Skip every line before the one containing "Could you please indicate the eye in", then copy that line and the rest of the entries below exactly, through the last line.

[PROVIDED RECORDS]

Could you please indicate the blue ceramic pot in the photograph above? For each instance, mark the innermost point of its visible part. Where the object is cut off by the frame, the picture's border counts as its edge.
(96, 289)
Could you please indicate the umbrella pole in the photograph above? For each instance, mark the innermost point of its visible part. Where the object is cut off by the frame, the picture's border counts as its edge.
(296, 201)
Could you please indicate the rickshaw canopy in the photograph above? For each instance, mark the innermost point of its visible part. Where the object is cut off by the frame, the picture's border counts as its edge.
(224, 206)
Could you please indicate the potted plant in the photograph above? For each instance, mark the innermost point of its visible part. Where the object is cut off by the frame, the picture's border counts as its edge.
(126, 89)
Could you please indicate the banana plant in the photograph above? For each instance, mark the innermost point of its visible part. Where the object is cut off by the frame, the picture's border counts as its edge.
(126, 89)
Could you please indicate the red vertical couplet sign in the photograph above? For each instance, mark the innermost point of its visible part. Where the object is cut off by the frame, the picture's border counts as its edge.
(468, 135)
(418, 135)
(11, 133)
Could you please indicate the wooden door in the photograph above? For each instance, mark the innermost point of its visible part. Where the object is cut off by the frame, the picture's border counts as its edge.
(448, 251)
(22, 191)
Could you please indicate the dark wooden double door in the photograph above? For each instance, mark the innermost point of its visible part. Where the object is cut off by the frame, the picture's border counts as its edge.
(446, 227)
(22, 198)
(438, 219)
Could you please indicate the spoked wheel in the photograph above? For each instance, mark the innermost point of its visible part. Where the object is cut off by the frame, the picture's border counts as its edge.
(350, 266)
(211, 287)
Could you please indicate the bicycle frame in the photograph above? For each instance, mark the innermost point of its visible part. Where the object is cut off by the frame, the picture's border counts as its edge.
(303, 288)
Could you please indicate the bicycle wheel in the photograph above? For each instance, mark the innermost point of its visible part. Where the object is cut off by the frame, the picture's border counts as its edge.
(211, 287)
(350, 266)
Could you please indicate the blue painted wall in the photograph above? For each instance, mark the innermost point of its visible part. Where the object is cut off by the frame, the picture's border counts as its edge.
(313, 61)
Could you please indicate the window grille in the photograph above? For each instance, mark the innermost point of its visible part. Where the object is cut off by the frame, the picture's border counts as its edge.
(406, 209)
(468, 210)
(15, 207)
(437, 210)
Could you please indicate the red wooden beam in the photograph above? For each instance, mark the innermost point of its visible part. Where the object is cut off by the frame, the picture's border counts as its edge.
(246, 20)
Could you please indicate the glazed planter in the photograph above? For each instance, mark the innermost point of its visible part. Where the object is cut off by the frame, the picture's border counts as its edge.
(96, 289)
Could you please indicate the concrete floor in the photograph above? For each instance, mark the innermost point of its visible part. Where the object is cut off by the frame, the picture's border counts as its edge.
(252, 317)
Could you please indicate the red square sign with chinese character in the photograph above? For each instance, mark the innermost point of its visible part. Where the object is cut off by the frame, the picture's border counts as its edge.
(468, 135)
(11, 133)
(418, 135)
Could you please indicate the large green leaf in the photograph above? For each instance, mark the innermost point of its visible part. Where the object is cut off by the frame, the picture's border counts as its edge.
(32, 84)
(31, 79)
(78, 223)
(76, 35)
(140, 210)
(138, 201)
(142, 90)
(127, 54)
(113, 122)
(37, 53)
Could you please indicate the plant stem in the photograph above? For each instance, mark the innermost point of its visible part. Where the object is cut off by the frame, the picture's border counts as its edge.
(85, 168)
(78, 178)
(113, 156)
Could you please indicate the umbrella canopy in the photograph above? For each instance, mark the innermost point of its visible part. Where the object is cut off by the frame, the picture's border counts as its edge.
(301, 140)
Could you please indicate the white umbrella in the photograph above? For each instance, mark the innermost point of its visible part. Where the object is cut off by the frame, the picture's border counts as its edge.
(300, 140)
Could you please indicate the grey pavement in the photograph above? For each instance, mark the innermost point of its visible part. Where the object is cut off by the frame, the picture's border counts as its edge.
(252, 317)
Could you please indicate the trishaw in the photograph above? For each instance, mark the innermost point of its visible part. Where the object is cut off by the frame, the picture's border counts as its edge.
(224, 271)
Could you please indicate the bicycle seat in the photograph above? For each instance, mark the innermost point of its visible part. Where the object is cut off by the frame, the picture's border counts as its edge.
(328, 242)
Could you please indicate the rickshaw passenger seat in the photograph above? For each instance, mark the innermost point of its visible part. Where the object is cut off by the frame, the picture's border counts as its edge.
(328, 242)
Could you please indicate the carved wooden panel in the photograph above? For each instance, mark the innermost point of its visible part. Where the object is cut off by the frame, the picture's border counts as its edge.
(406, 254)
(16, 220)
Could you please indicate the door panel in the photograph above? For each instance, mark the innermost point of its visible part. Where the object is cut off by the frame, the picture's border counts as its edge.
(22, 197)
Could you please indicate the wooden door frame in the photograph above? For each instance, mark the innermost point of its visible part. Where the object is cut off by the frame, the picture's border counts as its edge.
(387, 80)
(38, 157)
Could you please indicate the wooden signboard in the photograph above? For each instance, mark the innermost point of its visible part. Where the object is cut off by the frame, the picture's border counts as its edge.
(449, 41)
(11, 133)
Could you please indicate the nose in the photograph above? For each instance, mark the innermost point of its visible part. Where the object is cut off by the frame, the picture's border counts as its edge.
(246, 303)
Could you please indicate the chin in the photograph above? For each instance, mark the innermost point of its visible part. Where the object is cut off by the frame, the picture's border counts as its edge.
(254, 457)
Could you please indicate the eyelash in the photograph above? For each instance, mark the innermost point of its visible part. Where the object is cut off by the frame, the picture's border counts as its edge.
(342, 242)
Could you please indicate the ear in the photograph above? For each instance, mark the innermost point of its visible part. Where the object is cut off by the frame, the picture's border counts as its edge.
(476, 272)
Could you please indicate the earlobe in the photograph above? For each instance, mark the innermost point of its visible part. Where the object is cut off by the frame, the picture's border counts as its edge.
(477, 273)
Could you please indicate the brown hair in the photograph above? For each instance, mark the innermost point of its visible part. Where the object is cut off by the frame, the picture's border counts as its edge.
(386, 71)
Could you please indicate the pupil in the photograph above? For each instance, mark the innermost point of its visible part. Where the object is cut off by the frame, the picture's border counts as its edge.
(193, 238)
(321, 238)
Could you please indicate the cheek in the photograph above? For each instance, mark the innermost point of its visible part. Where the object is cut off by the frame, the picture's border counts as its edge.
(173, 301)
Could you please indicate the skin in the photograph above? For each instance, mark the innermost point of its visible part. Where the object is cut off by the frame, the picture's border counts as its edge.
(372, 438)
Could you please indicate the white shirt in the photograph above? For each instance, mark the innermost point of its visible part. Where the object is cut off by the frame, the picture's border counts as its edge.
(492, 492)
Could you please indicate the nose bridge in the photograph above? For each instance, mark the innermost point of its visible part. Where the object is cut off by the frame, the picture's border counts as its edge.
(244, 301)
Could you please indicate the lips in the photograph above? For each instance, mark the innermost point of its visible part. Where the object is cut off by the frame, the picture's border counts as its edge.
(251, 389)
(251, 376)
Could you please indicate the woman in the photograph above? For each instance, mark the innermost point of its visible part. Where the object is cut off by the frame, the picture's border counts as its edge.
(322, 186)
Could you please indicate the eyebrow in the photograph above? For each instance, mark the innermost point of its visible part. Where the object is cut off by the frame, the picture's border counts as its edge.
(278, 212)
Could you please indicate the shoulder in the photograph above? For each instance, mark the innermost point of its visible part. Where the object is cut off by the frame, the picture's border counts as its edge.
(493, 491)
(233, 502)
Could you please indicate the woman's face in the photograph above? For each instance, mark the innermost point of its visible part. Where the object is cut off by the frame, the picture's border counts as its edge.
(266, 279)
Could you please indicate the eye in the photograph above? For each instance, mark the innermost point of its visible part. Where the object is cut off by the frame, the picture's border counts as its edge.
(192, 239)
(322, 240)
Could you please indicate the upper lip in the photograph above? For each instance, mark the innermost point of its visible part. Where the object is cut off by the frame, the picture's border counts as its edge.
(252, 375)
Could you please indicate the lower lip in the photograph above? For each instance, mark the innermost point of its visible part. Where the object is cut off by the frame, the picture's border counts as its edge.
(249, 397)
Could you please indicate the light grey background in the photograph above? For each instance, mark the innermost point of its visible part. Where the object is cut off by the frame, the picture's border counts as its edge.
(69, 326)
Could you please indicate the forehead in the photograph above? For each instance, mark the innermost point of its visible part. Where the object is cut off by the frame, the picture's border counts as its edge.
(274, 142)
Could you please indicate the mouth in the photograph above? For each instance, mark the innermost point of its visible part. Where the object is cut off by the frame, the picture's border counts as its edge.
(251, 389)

[/PROVIDED RECORDS]

**TASK RESPONSE:**
Could you please indicate the eye in the photograph above? For each instance, mark the innermost point of its visible part. Where the object is cut off by the frame, the picture's border counts as its edge.
(192, 239)
(322, 240)
Could you please indicate the upper lip in the photograph above? For each instance, mark the innermost point of its visible part. Where the object is cut off by the frame, the picture's border counts as its edge.
(252, 375)
Could you please indicate the lower lip in the photograph above? For each instance, mark the innermost point of its visible part. Where the object is cut off by the frame, the picture's border counts as its edge.
(249, 397)
Could you please indicate the light grey background in the photograph above? For each instance, mark the innermost point of its visible part. Where the object is cut off by the frame, the picture's border counts as its edge.
(69, 326)
Could you please indicate the forehead in the photograph above? For each instance, mark the innermost point of its visible part. Where the object is cut off by the frame, the picture's border counts as its edge.
(274, 142)
Could you please indicate the mouth in the photograph above? For each instance, mark the innermost point of its visible part. Where the object is cut off by the frame, the picture's border counts as its edge.
(251, 389)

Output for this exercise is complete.